This file has been truncated. show original

Toivo · December 18, 2022, 5:07pm

No, just Failed to connect… when I try either of put or get.

Toivo · December 18, 2022, 7:00pm

Hey @joshuef, @davidrusu, you wanna our logs?

joshuef · December 19, 2022, 6:13am

Hmm, may be that one didn’t respond here. Sometimes the ssh call fails.

So we’ve removed the unreliable upnp code at the moment, and it looks like folk may be able to join behind a NAT, but that’s not then actually connectable. So we’ll be disabling that for now.

@stout77 I’ve made an issue to track the windows corruption issue. If you or anyone else has more details or repro steps, please fire them up there

It should create a fresh/random endpoint each time yep. But the old ones should be closed. So that’s a bug.

Also just to reitereate, I don’t think anyone is actually joining the network. @happybeing were you seeing chunks stored? It should not have been allowed to join until we had muuuch more data stored.

Seems like we’re consuming ports on the retry loop as tokio’s not being killed before restart now. I’d wager that’s the main issue w/r/t mem consumption before join.

A lovely stuff.

Sorry, I had a draft Saturday morning then had to run out. At ~7am CET saturday, data storage was ~3-6gb on nodes. Things were healthy in general.

Right now:

node-17: 24K total                                                        
node-1: 32K     total
node-11: 24K    total
node-10: 24K    total
node-7: 24K     total
node-4: 24K     total
node-12: 24K    total
node-16: 18G    total
node-15: 23G    total
node-6: 18G     total
node-13: 12G    total
node-9: 21G     total
node-8: 21G     total
node-2: 23G     total
node-3: 23G     total
node-20: 23G    total
node-19: 12G    total

If you had a node join, that would be cool aye.

If you have some failed Get that was working, the tail end of msgs not received /w MsgIds is the most pertinent part.

_RECORD SET_
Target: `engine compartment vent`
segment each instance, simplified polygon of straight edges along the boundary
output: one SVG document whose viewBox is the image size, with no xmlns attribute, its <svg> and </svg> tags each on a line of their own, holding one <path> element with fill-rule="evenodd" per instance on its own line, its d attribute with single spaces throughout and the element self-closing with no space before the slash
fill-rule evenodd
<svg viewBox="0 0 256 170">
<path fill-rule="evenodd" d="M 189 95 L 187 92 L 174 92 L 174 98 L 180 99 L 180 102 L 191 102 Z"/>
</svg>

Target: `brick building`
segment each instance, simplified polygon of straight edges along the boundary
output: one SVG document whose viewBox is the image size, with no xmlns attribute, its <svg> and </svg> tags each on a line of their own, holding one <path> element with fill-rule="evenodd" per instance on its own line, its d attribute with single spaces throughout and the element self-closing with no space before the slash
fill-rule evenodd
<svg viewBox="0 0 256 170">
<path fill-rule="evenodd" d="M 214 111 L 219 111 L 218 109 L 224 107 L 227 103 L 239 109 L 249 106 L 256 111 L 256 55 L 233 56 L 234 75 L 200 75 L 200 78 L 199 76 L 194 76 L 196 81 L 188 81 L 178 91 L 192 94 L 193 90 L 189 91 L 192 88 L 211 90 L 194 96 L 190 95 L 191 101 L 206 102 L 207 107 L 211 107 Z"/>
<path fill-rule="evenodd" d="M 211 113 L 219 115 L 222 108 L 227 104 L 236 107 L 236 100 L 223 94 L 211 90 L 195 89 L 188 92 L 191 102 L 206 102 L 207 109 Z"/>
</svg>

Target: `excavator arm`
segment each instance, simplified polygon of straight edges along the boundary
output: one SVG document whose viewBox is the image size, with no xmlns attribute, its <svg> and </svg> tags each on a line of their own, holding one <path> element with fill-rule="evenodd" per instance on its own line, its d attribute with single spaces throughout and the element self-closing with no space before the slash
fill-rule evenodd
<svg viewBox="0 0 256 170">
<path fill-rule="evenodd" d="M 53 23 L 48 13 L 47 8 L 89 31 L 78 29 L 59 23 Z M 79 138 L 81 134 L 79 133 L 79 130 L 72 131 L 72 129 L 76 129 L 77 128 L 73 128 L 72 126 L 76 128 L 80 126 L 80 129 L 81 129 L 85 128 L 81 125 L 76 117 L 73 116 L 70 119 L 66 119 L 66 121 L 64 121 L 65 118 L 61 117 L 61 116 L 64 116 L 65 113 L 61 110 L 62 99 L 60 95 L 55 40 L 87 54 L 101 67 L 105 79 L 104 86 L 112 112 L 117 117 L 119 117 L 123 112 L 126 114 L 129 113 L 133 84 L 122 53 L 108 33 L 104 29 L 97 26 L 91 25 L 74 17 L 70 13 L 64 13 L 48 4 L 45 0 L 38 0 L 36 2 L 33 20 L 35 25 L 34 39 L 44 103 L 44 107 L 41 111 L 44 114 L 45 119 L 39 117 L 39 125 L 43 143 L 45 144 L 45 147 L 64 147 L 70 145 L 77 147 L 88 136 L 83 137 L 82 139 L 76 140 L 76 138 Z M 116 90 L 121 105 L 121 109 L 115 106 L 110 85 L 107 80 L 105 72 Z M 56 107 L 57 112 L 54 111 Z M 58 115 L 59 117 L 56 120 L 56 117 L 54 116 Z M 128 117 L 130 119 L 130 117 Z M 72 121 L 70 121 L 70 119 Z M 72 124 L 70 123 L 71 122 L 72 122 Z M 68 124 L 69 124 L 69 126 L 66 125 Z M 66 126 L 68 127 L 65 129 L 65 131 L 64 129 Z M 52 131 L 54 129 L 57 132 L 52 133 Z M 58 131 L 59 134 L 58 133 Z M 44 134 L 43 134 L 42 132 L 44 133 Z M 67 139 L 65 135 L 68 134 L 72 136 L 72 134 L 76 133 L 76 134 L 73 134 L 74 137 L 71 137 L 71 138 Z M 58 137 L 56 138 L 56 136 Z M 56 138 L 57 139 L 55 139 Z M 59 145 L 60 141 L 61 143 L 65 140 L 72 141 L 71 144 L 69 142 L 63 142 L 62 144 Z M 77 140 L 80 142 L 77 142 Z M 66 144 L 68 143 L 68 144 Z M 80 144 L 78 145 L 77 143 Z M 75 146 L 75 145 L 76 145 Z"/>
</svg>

_APPLY WHAT YOU READ_
a) In the forum thread about node connectivity, which code does joshuef say has been removed for the moment?
b) Continue the forum thread about node connectivity after its final post.

_WRITTEN ANSWERS_
a) The unreliable upnp code.

b)
I see this has already been marked as offline. Thanks everyone for poking at this. I can see a few supposedly dead nodes, so going to start some morning log diving before taking a look at the join leak.

bzee · December 19, 2022, 6:28am

Thanks a lot for pointing this out. This is called cancellation safety in async Rust. It’s basically an unresolved problem in the Rust community and causes very nasty, hard-to-catch bugs. I think there’s a real chance it affects Safe code too, but the question is how common it is.

stout77 · December 19, 2022, 7:55am

Comment added to the issue with steps to reproduce.

Btw, my node, on a Oracle cloud instance, eventually joined at 2022-12-17T07:26:08 GMT and stored:
95M chunks/
992K register/

I can try and find the logs if they can be of any use.

Toivo · December 19, 2022, 8:12am

OK, I’ll DM those to you. And I did get chunks, 196MB of them.

I don’t think I have those, or are they automatically logged somewhere?

joshuef · December 19, 2022, 9:07am

Initial log poking looks to me like we’ve had nodes die from attempting to send too many chunks out for replication.

The nodes that died appeared to have a big ole mem-spike before they died. Which also correlates to some v high network throughput.

Last logs for all nodes lie here:

pub-logs.zip (7.4 MB)

our dead nodes look to be:

node-13__104.248.171.248
node-14__161.35.42.132
node-3__209.97.135.17
node-5__165.232.36.110
node-6__157.245.38.232
node-20__138.68.140.11
node-21__138.68.135.250
node-19__161.35.42.122
node-8__206.189.17.185
node-9__165.22.119.34
node-2__161.35.42.139
node-18__161.35.40.161

So for me, I’m trying to see if there’s a simple way to throttle this throughput (what would be a sensible limit?)

See if there’s any obvious bugs there…

But also wondering: how did we get churn here. I’ve some logs from @Toivo I’ll be looking at to see how/why/when the node was accepted.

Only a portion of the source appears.